Collected data:
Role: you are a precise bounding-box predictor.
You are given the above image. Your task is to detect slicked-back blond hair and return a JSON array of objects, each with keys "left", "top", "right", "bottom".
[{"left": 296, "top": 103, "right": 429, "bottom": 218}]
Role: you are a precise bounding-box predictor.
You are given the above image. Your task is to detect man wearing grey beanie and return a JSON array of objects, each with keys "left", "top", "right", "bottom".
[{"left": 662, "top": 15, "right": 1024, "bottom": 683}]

Your task ▸
Every line of the data should be output exactly as it was given.

Exercise output ▸
Role: you are a precise bounding-box predictor.
You are given the above image. Your task is to detect slicked-back blond hair and return a JSON array of objects, each with keys "left", "top", "right", "bottom".
[{"left": 296, "top": 103, "right": 429, "bottom": 218}]
Role: you are a precise bounding-box predictor.
You are given the above image. Your task is to detect man wearing grey beanie and return a JSON array of objects, each with keys "left", "top", "right", "bottom".
[{"left": 662, "top": 15, "right": 1024, "bottom": 683}]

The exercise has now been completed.